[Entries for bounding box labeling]
--- Start ---

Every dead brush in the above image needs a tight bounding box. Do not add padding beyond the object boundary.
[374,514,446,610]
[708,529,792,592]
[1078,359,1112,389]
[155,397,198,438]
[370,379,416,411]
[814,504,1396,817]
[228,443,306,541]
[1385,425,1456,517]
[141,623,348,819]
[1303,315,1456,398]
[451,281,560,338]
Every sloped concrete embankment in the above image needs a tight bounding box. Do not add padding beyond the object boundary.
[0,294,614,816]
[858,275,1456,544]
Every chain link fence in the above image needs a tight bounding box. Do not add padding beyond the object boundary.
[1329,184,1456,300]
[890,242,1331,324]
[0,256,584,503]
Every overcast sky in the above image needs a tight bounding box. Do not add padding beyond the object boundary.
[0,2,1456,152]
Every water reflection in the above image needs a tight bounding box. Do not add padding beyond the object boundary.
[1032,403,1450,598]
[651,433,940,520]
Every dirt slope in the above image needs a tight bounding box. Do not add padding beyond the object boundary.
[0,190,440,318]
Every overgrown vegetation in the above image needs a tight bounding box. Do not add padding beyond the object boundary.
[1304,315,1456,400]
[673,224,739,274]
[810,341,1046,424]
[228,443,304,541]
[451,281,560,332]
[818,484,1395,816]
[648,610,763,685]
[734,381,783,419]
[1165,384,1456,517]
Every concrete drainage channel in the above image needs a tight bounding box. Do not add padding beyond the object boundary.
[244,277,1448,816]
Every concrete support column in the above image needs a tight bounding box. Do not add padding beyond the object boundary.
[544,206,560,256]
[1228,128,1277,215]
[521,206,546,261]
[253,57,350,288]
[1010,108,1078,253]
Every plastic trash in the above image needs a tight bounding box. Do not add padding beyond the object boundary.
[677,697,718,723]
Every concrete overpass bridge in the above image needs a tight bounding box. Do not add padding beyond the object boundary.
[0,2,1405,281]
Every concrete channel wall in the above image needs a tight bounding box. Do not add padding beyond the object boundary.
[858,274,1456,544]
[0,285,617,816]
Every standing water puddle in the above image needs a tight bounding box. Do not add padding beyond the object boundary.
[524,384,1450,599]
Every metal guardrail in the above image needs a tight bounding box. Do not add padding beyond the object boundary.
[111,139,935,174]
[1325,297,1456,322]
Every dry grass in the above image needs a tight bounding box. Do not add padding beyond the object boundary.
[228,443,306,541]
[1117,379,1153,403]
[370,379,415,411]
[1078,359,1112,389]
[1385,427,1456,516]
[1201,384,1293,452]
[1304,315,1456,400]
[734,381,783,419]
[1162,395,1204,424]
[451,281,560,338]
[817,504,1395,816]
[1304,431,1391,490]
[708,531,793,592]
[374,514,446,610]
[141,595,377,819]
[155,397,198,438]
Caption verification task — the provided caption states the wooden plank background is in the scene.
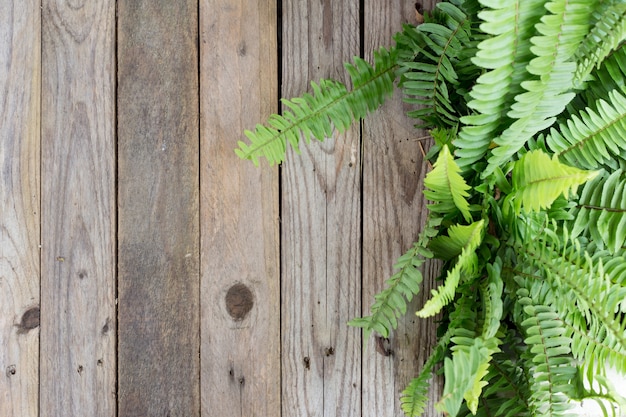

--- End ---

Reproduce all of the entries above word for word, leaving out the pictures.

▸ Task solution:
Every dead brush in the above image needs a tight bounding box. Do not add padding beyond the object boundary.
[374,514,446,610]
[708,529,792,592]
[1078,359,1112,389]
[155,397,198,438]
[370,379,416,411]
[814,504,1396,817]
[228,443,306,541]
[1385,425,1456,517]
[141,623,348,819]
[1303,315,1456,398]
[451,281,560,338]
Every sloped concrete embankment in the above image needs a tight bounding box. Do not add padding beyond the object boundary.
[0,294,614,816]
[858,275,1456,544]
Every chain link fence in the above image needs a tight bounding box. Do not add padding beyond the object boundary.
[1329,184,1456,300]
[890,242,1331,324]
[0,256,584,503]
Every overcast sky in the above image needs a tight bounding box. Do not add padding beyond the object boundary.
[0,2,1456,152]
Every water reflection in the above image needs a tight bounding box. Do not add padding beyond the object boundary.
[1032,403,1450,598]
[651,433,940,520]
Every dirt slope in the above image needs a tight bounding box. Do not add padding beyond the object boundary.
[0,190,440,318]
Every overgrown vegetation in the above image needs a tight bounding box. Do not add padding beyond the object boundary.
[1304,315,1456,400]
[673,224,739,274]
[810,341,1046,424]
[228,443,304,541]
[451,281,560,332]
[818,484,1395,816]
[648,610,763,685]
[734,381,783,419]
[1165,384,1456,517]
Every concrete drainage channel in the above image needs a tight bounding box. Do not add padding beyond the object boundary.
[244,277,1448,816]
Every concrete support column in the above image needs a tight bounding box. Do not add padding beyond the object boundary.
[544,206,560,256]
[1228,128,1277,215]
[521,206,546,261]
[253,57,350,288]
[1010,108,1078,253]
Every plastic trash in the above image needs a tight bounding box. Do not add padding beyond the object boundary.
[677,697,718,723]
Every concrete overpass bridge in the above image needs a tight bounding box. Do not add padding beyond the object boundary.
[0,2,1405,281]
Every concrete channel wall in the above image needs a tight bounding box. Do not add padding beyond the object boundary.
[858,274,1456,544]
[0,285,617,816]
Every standing water puddle in the above image needs a tight bounding box. Do not add padding beyond the object boundary.
[524,384,1450,599]
Every metal guardrail in the above image needs a tight bounding box. Do not add padding beyond the object boundary.
[111,139,935,174]
[1325,297,1456,322]
Every dry grass in the above image needs a tight bounding box. Do not add padding beyond the object boundary.
[228,443,306,541]
[1117,379,1153,403]
[370,379,415,411]
[1078,359,1112,389]
[1385,427,1456,516]
[1201,384,1293,452]
[1304,315,1456,400]
[734,381,783,419]
[1162,395,1204,424]
[451,281,560,338]
[817,504,1395,816]
[1304,431,1391,490]
[708,531,793,592]
[374,514,446,610]
[141,595,377,819]
[155,397,198,438]
Caption verification task — the provided caption states the wooden plank background is in the scene.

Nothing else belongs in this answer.